(Dataset entries)
[Start of section]

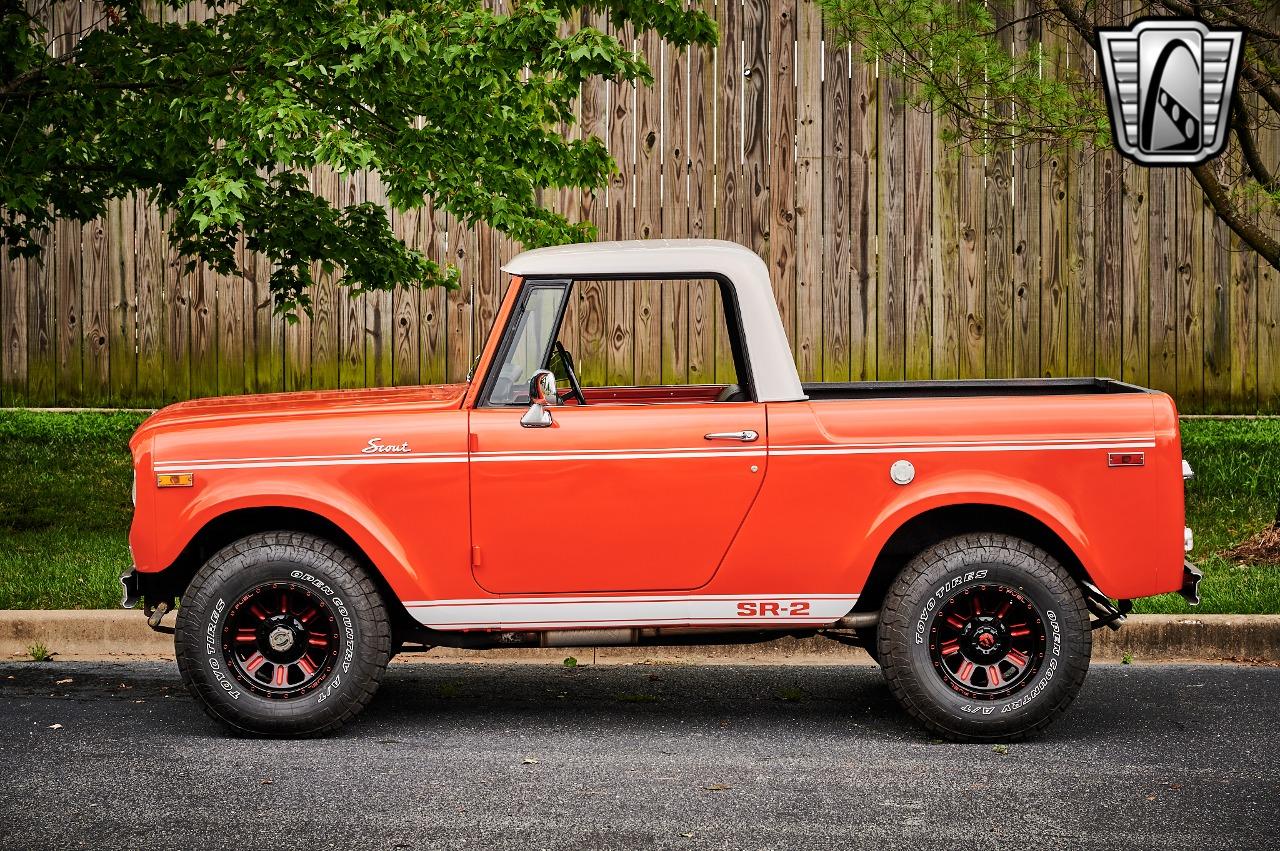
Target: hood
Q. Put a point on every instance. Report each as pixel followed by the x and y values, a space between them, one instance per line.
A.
pixel 301 403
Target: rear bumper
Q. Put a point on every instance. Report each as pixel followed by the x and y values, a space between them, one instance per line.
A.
pixel 1192 576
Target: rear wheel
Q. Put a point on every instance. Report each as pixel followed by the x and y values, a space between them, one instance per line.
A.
pixel 282 634
pixel 984 637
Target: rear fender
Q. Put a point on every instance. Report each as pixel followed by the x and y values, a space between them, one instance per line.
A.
pixel 997 490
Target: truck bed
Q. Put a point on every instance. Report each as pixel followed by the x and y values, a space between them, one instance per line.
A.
pixel 822 392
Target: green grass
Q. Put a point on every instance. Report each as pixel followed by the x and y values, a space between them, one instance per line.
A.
pixel 64 509
pixel 1234 495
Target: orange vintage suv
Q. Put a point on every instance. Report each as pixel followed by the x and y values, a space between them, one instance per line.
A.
pixel 967 534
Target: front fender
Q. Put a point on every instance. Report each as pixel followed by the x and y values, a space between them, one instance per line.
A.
pixel 375 539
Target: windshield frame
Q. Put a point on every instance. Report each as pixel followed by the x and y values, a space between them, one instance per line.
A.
pixel 530 286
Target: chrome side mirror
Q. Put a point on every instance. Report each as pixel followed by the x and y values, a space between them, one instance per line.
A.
pixel 542 393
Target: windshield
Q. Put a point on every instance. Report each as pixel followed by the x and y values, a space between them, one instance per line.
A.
pixel 530 344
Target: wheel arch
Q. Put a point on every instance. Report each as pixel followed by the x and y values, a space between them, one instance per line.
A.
pixel 237 524
pixel 927 527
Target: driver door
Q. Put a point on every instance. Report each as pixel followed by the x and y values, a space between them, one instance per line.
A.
pixel 611 497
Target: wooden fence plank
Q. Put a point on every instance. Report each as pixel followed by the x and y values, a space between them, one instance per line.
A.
pixel 1028 206
pixel 1161 351
pixel 837 229
pixel 407 310
pixel 100 248
pixel 97 248
pixel 458 346
pixel 350 309
pixel 973 292
pixel 433 326
pixel 1109 187
pixel 647 193
pixel 592 353
pixel 1269 286
pixel 1055 257
pixel 1219 289
pixel 917 297
pixel 123 303
pixel 379 320
pixel 809 213
pixel 675 210
pixel 1189 224
pixel 755 132
pixel 67 268
pixel 864 218
pixel 14 326
pixel 325 312
pixel 730 223
pixel 152 315
pixel 782 160
pixel 620 305
pixel 945 323
pixel 1136 266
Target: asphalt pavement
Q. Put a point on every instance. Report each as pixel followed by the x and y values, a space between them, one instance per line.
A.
pixel 638 756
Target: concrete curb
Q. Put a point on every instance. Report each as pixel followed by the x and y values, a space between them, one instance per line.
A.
pixel 95 635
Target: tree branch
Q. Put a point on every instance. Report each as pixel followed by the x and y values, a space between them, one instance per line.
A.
pixel 1220 200
pixel 1240 119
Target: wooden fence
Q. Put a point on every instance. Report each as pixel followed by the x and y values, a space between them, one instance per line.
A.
pixel 892 255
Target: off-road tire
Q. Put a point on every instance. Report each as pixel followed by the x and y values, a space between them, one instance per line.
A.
pixel 314 571
pixel 949 576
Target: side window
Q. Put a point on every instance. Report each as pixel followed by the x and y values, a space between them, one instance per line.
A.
pixel 528 347
pixel 647 334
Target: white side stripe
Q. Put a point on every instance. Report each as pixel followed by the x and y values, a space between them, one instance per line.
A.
pixel 533 613
pixel 906 451
pixel 657 453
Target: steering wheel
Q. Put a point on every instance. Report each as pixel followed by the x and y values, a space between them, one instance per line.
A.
pixel 567 360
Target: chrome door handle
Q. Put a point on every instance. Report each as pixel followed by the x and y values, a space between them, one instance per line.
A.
pixel 745 435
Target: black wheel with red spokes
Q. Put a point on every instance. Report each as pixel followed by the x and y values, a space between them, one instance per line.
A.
pixel 987 640
pixel 984 637
pixel 280 639
pixel 282 634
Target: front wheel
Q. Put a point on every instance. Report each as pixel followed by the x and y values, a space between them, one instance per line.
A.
pixel 282 634
pixel 984 637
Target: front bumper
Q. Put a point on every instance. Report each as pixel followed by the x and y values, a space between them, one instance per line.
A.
pixel 1192 576
pixel 132 591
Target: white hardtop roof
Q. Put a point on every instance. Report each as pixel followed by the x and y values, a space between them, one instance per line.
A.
pixel 772 367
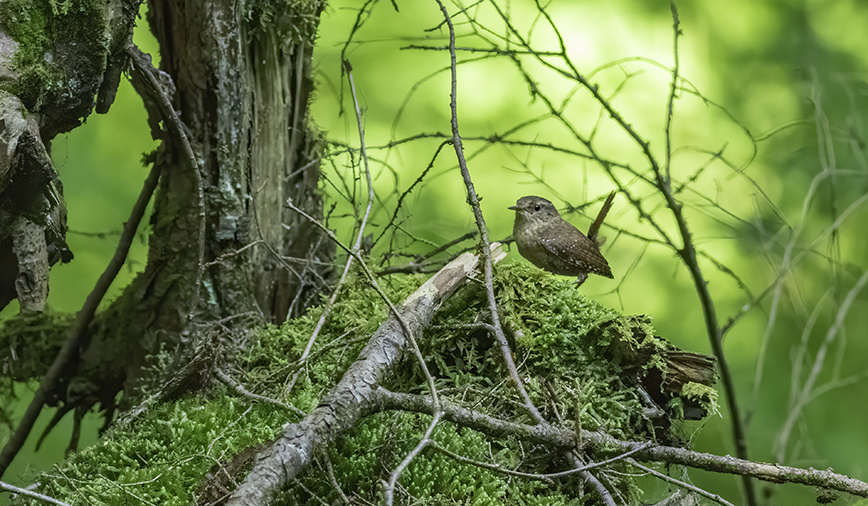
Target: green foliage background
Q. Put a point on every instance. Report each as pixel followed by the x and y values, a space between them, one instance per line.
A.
pixel 792 73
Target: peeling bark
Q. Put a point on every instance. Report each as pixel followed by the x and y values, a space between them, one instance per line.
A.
pixel 356 394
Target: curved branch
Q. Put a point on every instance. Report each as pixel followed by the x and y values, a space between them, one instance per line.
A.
pixel 604 445
pixel 355 395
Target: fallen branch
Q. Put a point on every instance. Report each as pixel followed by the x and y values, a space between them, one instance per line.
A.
pixel 355 395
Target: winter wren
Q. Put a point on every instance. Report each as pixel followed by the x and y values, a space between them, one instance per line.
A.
pixel 550 242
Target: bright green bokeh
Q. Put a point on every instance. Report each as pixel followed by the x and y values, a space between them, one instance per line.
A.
pixel 770 65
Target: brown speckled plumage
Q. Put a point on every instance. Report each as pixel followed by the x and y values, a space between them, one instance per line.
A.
pixel 551 243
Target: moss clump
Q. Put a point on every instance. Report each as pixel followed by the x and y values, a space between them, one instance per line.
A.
pixel 571 353
pixel 161 458
pixel 61 57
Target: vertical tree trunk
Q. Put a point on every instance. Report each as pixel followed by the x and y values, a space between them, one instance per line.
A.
pixel 241 76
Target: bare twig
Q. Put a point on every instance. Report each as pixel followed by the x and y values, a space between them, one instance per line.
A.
pixel 473 200
pixel 358 244
pixel 426 440
pixel 144 69
pixel 78 331
pixel 692 488
pixel 31 494
pixel 234 385
pixel 354 395
pixel 605 445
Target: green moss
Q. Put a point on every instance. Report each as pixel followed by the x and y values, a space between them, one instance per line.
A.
pixel 162 458
pixel 60 42
pixel 571 356
pixel 293 22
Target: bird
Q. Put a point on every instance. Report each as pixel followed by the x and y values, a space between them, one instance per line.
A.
pixel 550 242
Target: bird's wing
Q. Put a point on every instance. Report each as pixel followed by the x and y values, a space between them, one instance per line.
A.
pixel 591 260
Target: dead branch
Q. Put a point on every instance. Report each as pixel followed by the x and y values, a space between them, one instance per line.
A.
pixel 604 445
pixel 355 395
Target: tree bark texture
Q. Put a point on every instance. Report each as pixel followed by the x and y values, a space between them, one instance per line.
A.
pixel 238 76
pixel 356 393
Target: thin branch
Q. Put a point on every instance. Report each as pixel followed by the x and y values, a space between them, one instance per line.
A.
pixel 358 244
pixel 692 488
pixel 670 107
pixel 237 387
pixel 144 69
pixel 473 200
pixel 78 331
pixel 389 492
pixel 604 444
pixel 31 494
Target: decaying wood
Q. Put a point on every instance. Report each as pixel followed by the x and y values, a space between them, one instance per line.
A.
pixel 354 396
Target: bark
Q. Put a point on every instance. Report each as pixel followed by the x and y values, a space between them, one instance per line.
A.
pixel 235 80
pixel 356 393
pixel 240 86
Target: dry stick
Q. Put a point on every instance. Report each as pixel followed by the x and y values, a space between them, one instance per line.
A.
pixel 354 396
pixel 603 444
pixel 358 244
pixel 687 253
pixel 544 477
pixel 144 68
pixel 239 388
pixel 692 488
pixel 594 229
pixel 389 491
pixel 670 108
pixel 371 277
pixel 473 200
pixel 79 329
pixel 31 494
pixel 393 477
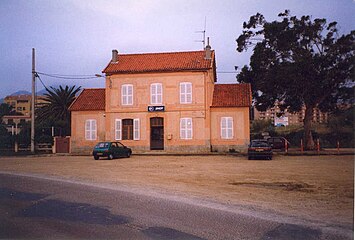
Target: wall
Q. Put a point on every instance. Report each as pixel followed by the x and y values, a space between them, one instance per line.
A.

[End of section]

TASK - Print exactly the lines above from the one with "Target: thin branch" to the one with "Target: bark", including both.

TASK RESULT -
Target: thin branch
Q. Put a point on every instance. Report each as pixel followed by the x and y values, a space between them, one instance per line.
A.
pixel 358 244
pixel 692 488
pixel 670 107
pixel 237 387
pixel 144 69
pixel 473 200
pixel 78 331
pixel 389 492
pixel 604 444
pixel 31 494
Target: decaying wood
Q. Put a point on every instance. Report each as pixel followed by the x and y values, a space between them, one instance per line.
A.
pixel 354 396
Target: bark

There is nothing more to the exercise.